## Your tasks
a – Using the Anthony CCRC referral text, answer each question on its own line, marking the answers (i), (ii), (iii) as well.
(i) In what year was Anthony's first appeal dismissed?
(ii) When was Letby's first appeal dismissed?
(iii) What supported the Anthony CCRC application?
b – For each statement, answer yes or no depending on whether it agrees with the Anthony CCRC referral text, and quote the words that decide it.
(i) Anthony's referral was based on new evidence specific to her case.
(ii) Anthony was acquitted after her CCRC-referred hearing.
(iii) The text claims the Letby outcome is guaranteed.
c – Rewrite the Anthony CCRC referral text between "This does not" and "exceeds the threshold.", inclusive, switching "threshold" to "bar".

## Text segment

■ ■ ■ ■ ■

What the Anthony CCRC referral establishes
Three load-bearing procedural principles follow from the Anthony CCRC referral:
- Subsequent expert-framework shifts can ground a CCRC referral.Anthony’s referral was grounded not in new evidence specific to her case but in the subsequent Clark and Cannings exposure of the underlying framework’s problems. The same principle applies to Letby: the Shoo Lee Panel and associated material exposes the framework on which the Letby conviction rests.
- First-appeal dismissal is not the end of the road. Anthony’s first appeal had been dismissed in 2000. The CCRC route remained open. Letby’s first appeal was dismissed in May 2024; the CCRC route is analogously open.
- A CCRC-referred case can be acquitted. Anthony was acquitted after her CCRC-referred hearing. Referral is not a formality; it can and does produce acquittals.
The expert-evidence base is stronger in Letby
The Anthony CCRC application was supported by the fact of the Clark and Cannings acquittals and the RSS post-Clark framework. It did not have the kind of sustained, institutionally-backed, internationally-signatured expert-consensus record now available to Letby. The Shoo Lee Panel alone is more extensive institutional evidence than Anthony’s entire application rested on.
This does not guarantee the outcome. It does mean that, on the procedural-evidence standard that produced the Anthony acquittal, the Letby application meets and exceeds the threshold.

■ ■ ■ ■ ■

## Dataset records
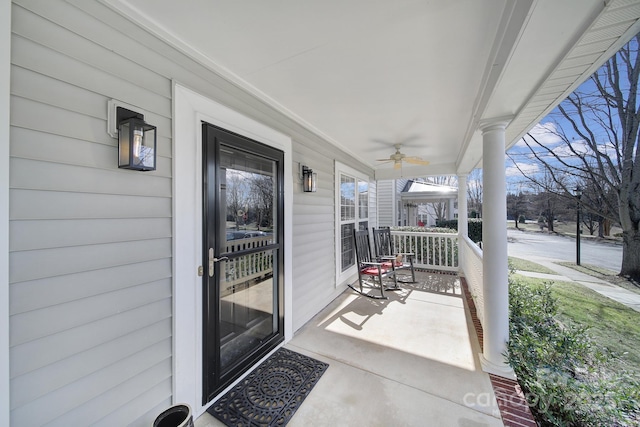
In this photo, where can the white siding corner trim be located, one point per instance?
(189, 110)
(5, 66)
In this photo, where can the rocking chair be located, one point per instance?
(391, 259)
(368, 268)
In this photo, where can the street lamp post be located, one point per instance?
(578, 193)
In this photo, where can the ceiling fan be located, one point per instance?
(397, 158)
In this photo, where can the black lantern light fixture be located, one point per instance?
(136, 141)
(309, 178)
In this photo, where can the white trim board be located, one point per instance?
(189, 110)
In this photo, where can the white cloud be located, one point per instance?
(520, 169)
(544, 133)
(577, 147)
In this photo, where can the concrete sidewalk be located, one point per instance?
(566, 274)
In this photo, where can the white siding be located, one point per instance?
(90, 246)
(386, 203)
(313, 238)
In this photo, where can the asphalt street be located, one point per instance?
(548, 246)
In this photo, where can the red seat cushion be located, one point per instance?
(387, 264)
(372, 271)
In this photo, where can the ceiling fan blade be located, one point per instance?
(416, 161)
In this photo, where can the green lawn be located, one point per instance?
(526, 265)
(610, 324)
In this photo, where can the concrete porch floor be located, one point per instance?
(411, 360)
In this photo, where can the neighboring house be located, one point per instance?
(415, 203)
(106, 274)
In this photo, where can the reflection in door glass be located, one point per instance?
(248, 303)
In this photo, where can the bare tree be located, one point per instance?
(598, 128)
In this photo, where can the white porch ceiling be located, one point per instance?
(366, 74)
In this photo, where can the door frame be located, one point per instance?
(190, 109)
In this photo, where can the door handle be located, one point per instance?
(213, 260)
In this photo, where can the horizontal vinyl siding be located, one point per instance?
(313, 238)
(90, 245)
(385, 201)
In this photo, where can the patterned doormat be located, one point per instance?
(271, 394)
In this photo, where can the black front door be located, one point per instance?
(243, 255)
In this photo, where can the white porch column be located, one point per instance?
(462, 207)
(494, 250)
(463, 227)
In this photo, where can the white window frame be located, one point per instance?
(341, 169)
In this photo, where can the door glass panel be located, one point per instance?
(248, 304)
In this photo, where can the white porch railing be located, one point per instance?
(241, 269)
(432, 250)
(444, 251)
(472, 268)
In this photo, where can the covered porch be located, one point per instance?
(409, 360)
(102, 270)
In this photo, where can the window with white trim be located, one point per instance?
(352, 206)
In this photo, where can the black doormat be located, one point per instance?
(271, 394)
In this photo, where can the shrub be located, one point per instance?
(562, 373)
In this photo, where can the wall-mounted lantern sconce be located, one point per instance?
(136, 141)
(309, 178)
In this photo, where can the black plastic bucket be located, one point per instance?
(176, 416)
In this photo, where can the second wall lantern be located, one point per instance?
(309, 178)
(136, 141)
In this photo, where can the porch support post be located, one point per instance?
(450, 209)
(494, 250)
(463, 229)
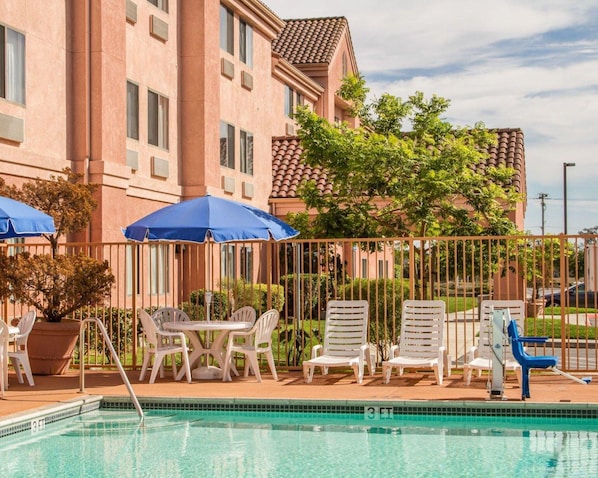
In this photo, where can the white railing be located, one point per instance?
(108, 342)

■ ■ ■ ■ ■

## Your responses
a –
(i) 2000
(ii) May 2024
(iii) The fact of the Clark and Cannings acquittals and the RSS post-Clark framework

b –
(i) No: "Anthony’s referral was grounded not in new evidence specific to her case"
(ii) Yes: "Anthony was acquitted after her CCRC-referred hearing."
(iii) No: "This does not guarantee the outcome."

c –
This does not guarantee the outcome. It does mean that, on the procedural-evidence standard that produced the Anthony acquittal, the Letby application meets and exceeds the bar.